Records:
========

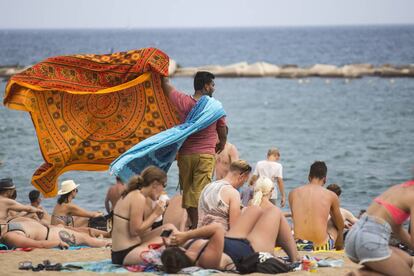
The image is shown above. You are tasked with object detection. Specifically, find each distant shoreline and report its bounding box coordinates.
[0,60,414,79]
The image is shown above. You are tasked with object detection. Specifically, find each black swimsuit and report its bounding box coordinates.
[0,222,50,250]
[184,237,255,266]
[111,213,141,265]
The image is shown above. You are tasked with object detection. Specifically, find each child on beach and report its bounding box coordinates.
[250,148,286,207]
[240,182,254,207]
[161,206,300,273]
[345,180,414,275]
[250,177,274,208]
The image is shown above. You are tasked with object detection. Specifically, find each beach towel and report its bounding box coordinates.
[62,260,221,276]
[3,48,179,197]
[110,96,226,182]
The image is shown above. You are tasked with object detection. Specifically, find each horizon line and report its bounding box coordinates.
[0,23,414,31]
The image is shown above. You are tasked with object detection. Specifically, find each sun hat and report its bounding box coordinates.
[58,180,79,195]
[0,178,16,191]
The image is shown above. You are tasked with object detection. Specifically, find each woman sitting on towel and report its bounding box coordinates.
[249,179,291,217]
[112,166,178,265]
[161,206,300,273]
[51,180,102,227]
[345,180,414,275]
[0,217,111,249]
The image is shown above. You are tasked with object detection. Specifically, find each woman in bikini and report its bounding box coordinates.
[161,206,300,273]
[112,166,179,265]
[0,217,111,249]
[51,180,111,238]
[51,180,102,227]
[345,180,414,275]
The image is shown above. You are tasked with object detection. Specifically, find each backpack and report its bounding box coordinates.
[236,252,293,274]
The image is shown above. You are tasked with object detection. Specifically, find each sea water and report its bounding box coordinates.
[0,26,414,214]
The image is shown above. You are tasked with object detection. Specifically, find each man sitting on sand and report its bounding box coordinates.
[197,160,252,231]
[289,161,344,250]
[0,178,43,223]
[326,184,358,229]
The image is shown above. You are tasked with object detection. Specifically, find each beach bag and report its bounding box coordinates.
[236,252,292,274]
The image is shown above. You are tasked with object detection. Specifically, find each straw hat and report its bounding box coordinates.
[58,180,79,195]
[0,178,16,191]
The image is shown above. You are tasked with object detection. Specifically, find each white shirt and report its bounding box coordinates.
[253,160,283,199]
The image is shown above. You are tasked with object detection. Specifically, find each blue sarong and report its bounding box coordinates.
[109,96,226,183]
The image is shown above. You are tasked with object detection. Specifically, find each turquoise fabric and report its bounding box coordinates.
[109,96,226,183]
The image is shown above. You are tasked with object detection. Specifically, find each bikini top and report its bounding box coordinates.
[52,214,75,226]
[374,180,414,225]
[183,238,208,265]
[0,222,27,236]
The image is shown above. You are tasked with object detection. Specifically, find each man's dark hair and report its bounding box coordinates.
[326,184,342,197]
[29,190,40,203]
[194,71,215,91]
[309,161,328,179]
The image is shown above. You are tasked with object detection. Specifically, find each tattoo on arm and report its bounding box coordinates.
[59,230,77,246]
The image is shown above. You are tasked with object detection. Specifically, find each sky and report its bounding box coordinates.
[0,0,414,29]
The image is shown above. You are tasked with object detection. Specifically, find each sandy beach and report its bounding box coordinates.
[0,248,359,275]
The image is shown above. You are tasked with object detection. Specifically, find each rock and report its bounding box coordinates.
[341,64,375,78]
[309,64,343,77]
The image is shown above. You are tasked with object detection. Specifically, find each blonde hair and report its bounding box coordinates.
[230,159,252,173]
[267,148,280,157]
[252,177,273,206]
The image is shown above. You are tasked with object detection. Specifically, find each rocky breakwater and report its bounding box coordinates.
[0,62,414,79]
[170,62,414,78]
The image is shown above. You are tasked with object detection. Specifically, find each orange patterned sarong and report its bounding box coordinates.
[4,48,179,197]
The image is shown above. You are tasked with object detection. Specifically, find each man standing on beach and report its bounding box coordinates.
[162,71,227,228]
[289,161,344,250]
[215,127,239,180]
[249,148,286,207]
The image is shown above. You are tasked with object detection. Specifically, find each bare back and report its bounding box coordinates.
[367,185,414,230]
[289,184,339,245]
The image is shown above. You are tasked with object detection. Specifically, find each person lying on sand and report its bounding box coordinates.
[0,217,111,248]
[161,206,300,273]
[289,161,344,250]
[111,166,185,265]
[345,180,414,275]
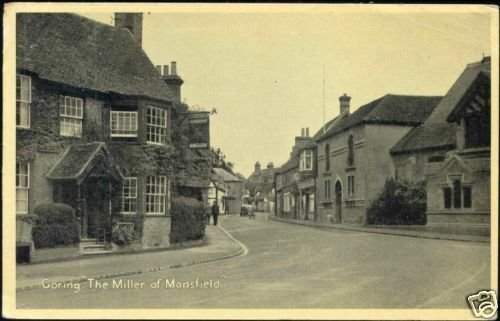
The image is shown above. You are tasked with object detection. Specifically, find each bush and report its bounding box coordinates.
[111,224,135,245]
[367,178,427,225]
[31,203,80,249]
[170,197,207,243]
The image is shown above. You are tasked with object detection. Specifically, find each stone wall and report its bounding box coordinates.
[142,216,171,249]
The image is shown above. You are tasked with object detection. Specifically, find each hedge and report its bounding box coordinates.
[31,203,80,249]
[367,178,427,225]
[170,197,207,243]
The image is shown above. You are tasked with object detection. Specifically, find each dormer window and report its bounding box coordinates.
[300,150,313,171]
[146,106,167,145]
[59,96,83,137]
[16,74,31,128]
[111,111,137,137]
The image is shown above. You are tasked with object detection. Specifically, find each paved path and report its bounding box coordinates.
[16,225,243,290]
[17,214,490,309]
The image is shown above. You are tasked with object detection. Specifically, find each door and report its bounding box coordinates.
[335,181,342,224]
[86,178,111,243]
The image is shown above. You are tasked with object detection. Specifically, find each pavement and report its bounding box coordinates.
[268,214,491,243]
[16,213,492,308]
[16,221,246,291]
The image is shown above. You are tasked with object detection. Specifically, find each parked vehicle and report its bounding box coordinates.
[240,204,254,216]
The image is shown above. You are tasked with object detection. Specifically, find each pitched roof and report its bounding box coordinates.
[47,142,121,180]
[318,94,442,141]
[391,57,491,154]
[16,13,173,101]
[391,123,456,154]
[212,168,241,182]
[426,59,491,123]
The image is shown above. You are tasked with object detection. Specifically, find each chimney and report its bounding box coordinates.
[115,12,142,46]
[162,61,184,102]
[339,94,351,114]
[255,162,260,174]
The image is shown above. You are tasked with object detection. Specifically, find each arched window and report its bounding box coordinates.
[453,179,462,208]
[325,144,330,172]
[347,135,354,166]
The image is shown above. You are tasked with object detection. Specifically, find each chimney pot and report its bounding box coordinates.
[339,93,351,114]
[115,12,142,46]
[170,61,177,75]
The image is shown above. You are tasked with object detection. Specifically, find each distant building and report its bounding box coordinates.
[275,128,316,220]
[245,162,276,211]
[316,94,441,225]
[391,57,491,233]
[212,168,244,214]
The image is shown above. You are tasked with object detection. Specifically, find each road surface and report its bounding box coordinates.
[17,214,490,309]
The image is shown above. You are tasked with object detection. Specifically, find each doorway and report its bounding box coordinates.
[335,181,342,224]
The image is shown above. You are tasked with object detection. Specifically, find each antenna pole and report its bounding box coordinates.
[323,64,326,134]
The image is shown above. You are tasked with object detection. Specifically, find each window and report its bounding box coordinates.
[146,106,167,144]
[300,150,312,171]
[347,175,354,197]
[283,193,291,213]
[325,179,331,201]
[146,176,167,214]
[443,179,472,209]
[325,144,330,172]
[111,111,137,137]
[443,187,451,208]
[347,135,354,166]
[59,96,83,137]
[16,74,31,128]
[309,193,314,212]
[121,177,137,214]
[16,162,30,214]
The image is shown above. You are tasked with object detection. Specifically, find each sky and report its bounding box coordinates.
[79,6,491,176]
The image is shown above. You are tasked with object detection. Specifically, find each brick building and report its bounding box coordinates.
[391,57,491,234]
[16,13,208,252]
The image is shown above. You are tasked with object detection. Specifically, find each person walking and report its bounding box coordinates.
[212,201,219,225]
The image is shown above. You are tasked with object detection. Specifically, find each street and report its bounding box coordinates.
[17,213,490,309]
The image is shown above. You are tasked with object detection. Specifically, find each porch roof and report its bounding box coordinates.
[47,142,123,181]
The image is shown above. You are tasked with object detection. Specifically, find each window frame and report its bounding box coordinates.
[16,73,31,128]
[300,149,313,172]
[120,176,137,215]
[109,110,139,138]
[145,106,168,145]
[145,175,170,216]
[59,95,85,137]
[16,162,31,214]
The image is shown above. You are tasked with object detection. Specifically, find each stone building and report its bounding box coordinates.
[275,128,317,220]
[391,57,491,234]
[244,162,276,212]
[316,94,441,225]
[16,13,208,254]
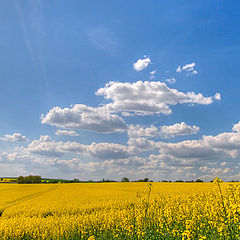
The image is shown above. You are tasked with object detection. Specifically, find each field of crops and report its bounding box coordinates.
[0,180,240,240]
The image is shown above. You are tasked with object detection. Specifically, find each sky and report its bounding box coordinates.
[0,0,240,181]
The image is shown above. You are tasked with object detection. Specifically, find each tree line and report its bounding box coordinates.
[17,175,42,183]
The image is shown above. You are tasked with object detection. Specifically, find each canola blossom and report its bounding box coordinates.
[0,179,240,240]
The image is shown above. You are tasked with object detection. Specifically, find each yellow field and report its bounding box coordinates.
[0,181,240,240]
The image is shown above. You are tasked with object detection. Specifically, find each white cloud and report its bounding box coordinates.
[128,124,159,138]
[161,122,200,137]
[0,124,240,180]
[42,104,126,133]
[214,93,221,100]
[26,136,135,159]
[0,133,29,142]
[128,122,199,138]
[232,121,240,132]
[96,81,218,116]
[165,78,176,84]
[133,57,151,71]
[176,62,198,75]
[55,129,79,137]
[150,70,157,79]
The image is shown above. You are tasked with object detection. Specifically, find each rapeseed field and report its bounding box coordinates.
[0,178,240,240]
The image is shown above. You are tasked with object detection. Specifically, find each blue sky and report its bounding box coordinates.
[0,0,240,180]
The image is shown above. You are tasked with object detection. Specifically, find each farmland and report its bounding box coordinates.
[0,179,240,240]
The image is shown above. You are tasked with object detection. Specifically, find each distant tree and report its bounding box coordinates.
[17,175,42,183]
[17,176,25,183]
[121,177,129,182]
[136,178,149,182]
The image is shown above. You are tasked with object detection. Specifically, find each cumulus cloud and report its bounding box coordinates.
[128,122,199,138]
[165,78,176,84]
[96,81,218,116]
[0,133,29,142]
[42,104,127,133]
[133,57,151,71]
[214,93,221,100]
[26,136,135,159]
[128,124,159,138]
[161,122,200,137]
[232,121,240,132]
[176,62,198,75]
[150,70,157,79]
[0,123,240,178]
[55,129,79,137]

========

**Problem**
Can you write out the stretch from the line containing "pole and report its bounding box coordinates." through the line containing "[47,142,123,181]" again, renaming "porch roof" to "porch awning" and leaving everything else as it is?

**Solution to this problem**
The image is shown above. You are tasked with object detection. Specifically, find each antenna pole and report its bounding box coordinates.
[323,64,326,134]
The image is shown above. You are tasked with object detection. Specifically, find each window and report its bounding box coordinates.
[146,106,167,144]
[300,150,312,171]
[347,175,354,197]
[283,193,291,213]
[325,179,331,201]
[146,176,167,214]
[443,179,472,209]
[325,144,330,172]
[111,111,137,137]
[443,187,451,208]
[347,135,354,166]
[59,96,83,137]
[16,74,31,128]
[309,193,314,212]
[121,177,137,214]
[16,162,30,214]
The image is shown above. You are tasked with object detection. Specifically, find each sky and report its bounding box coordinates.
[79,6,491,176]
The image is shown above. You are tasked with object detection. Specifically, find each brick building and report its bounding box coordinates.
[391,57,491,234]
[16,13,208,252]
The image is shown above. You are tasked with object detection. Specifically, find each person walking and report its bounding box coordinates.
[212,201,219,225]
The image is shown above. You are tasked with object detection. Specifically, find each street and report its bounding box coordinates.
[17,213,490,309]
The image is shown above. You are tasked with object detection. Specifically, find each porch awning and report its bounding box coordinates.
[47,142,123,181]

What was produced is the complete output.